Prompt> Shift the points in the records from the line containing "segment in the photo above." through the end of the records, inclusive, by adding 104 to each coordinate. Give only those lines again, keeping the requests in place and leaving out the pictures.

# Task data start

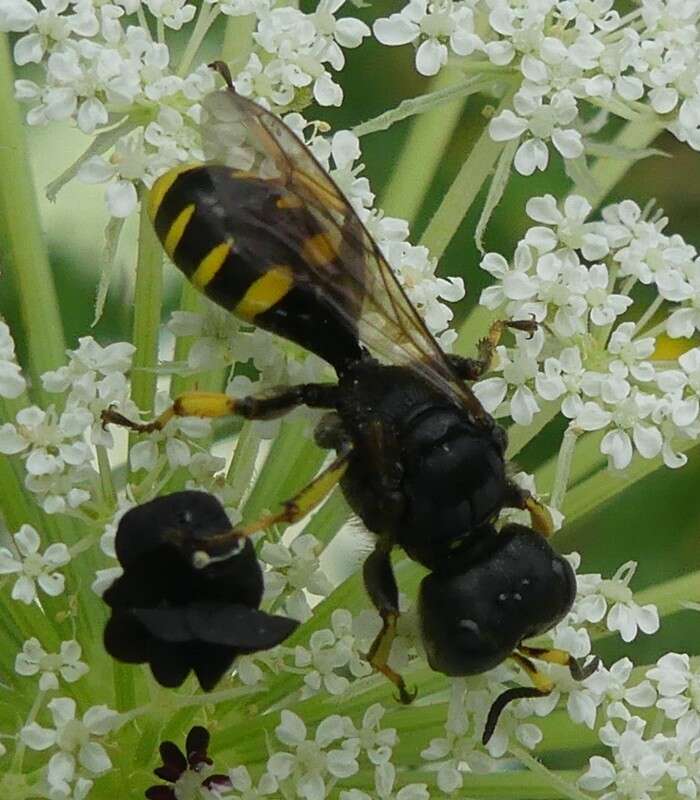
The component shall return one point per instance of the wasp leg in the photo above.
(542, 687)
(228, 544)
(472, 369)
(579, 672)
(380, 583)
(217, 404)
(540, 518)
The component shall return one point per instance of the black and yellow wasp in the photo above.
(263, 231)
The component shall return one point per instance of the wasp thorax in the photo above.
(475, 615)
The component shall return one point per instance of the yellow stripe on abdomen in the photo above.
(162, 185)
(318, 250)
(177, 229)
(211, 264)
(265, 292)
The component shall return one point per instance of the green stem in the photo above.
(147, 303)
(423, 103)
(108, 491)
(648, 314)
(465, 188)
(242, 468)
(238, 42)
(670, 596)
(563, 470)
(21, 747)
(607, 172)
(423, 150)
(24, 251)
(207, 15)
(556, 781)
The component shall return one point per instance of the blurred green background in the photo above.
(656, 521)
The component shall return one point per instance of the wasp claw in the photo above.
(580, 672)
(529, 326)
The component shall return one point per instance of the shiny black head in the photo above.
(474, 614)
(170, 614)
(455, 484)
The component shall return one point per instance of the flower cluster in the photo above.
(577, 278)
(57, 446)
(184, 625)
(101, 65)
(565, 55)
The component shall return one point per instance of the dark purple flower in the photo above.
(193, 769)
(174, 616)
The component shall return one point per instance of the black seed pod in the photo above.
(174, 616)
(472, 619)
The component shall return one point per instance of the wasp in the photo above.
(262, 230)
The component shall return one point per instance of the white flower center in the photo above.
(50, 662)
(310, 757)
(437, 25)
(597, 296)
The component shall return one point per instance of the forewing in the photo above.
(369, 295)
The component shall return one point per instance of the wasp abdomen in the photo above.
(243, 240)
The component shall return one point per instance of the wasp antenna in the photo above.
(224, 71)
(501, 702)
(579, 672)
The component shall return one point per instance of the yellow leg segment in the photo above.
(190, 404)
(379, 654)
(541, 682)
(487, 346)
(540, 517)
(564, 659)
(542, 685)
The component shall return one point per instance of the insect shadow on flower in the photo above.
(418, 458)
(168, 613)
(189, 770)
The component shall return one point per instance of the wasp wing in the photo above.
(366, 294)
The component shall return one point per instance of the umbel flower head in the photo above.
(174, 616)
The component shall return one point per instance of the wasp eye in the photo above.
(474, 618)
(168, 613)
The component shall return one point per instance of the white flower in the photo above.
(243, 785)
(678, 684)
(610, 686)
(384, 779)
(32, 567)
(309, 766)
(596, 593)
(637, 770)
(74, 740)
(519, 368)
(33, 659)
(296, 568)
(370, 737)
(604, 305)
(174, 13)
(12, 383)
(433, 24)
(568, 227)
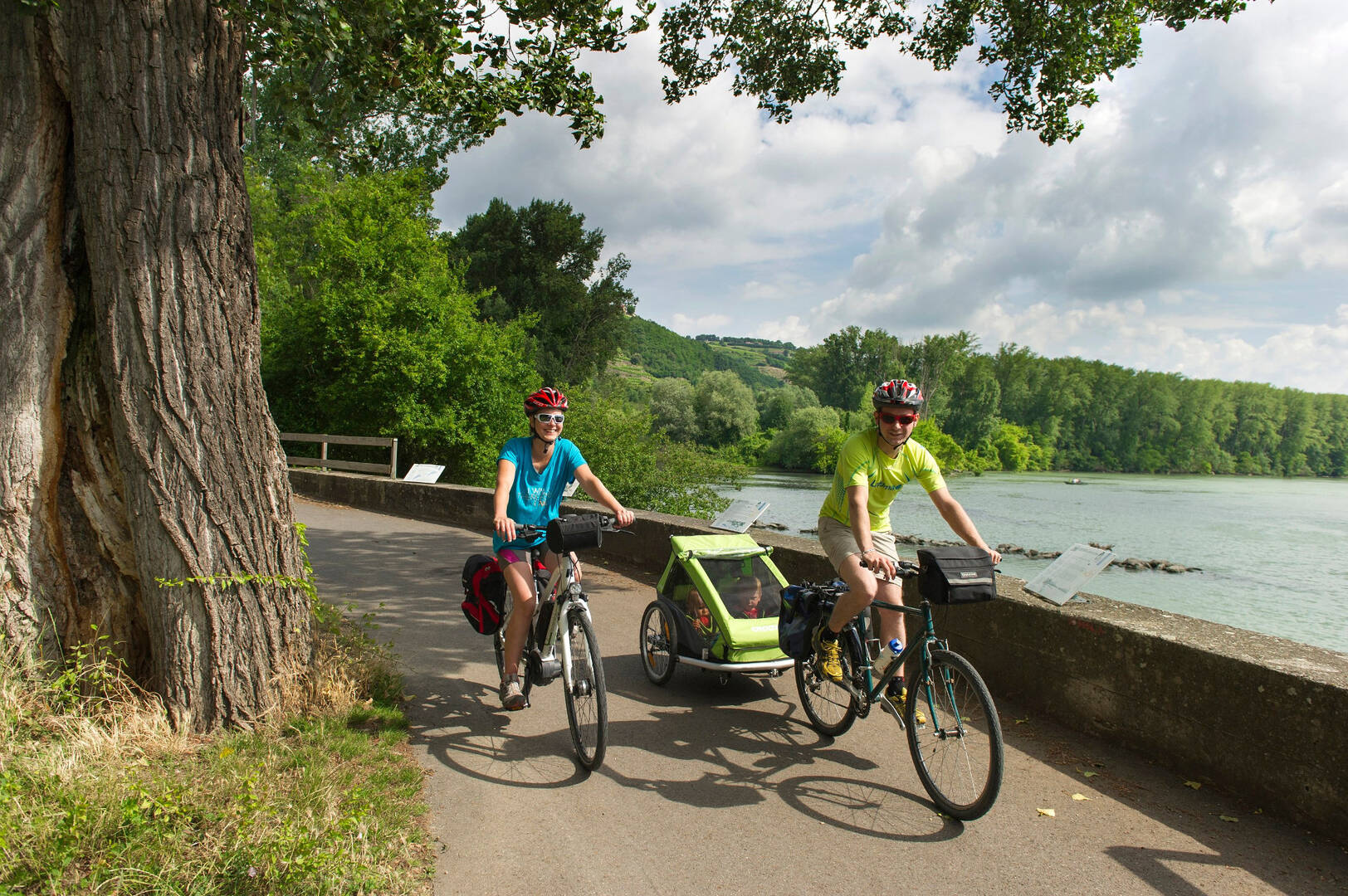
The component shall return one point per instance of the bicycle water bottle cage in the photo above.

# Task data end

Reply>
The component shall return one point per instance of the yellow leg segment in the photo above.
(294, 508)
(483, 758)
(645, 786)
(591, 450)
(644, 621)
(668, 763)
(646, 789)
The component shall return one point per instance of the insect shadow on flower in the photo above.
(522, 562)
(272, 717)
(293, 874)
The component shall return one point per instance of the wasp wing in the photo above.
(470, 398)
The component shall return one point per instance of the umbel flower head in the photo above.
(278, 720)
The component shall return one point per instance of the wasp eye in the photo above.
(578, 722)
(272, 717)
The component shall return one point per instance of the white flower in the photo above.
(347, 889)
(782, 788)
(714, 790)
(488, 883)
(136, 671)
(413, 870)
(700, 697)
(741, 874)
(178, 844)
(623, 472)
(137, 763)
(400, 672)
(474, 841)
(708, 409)
(278, 117)
(116, 487)
(537, 128)
(672, 331)
The component shall return one point per instance of the bicycle water bottle cage in the photo above.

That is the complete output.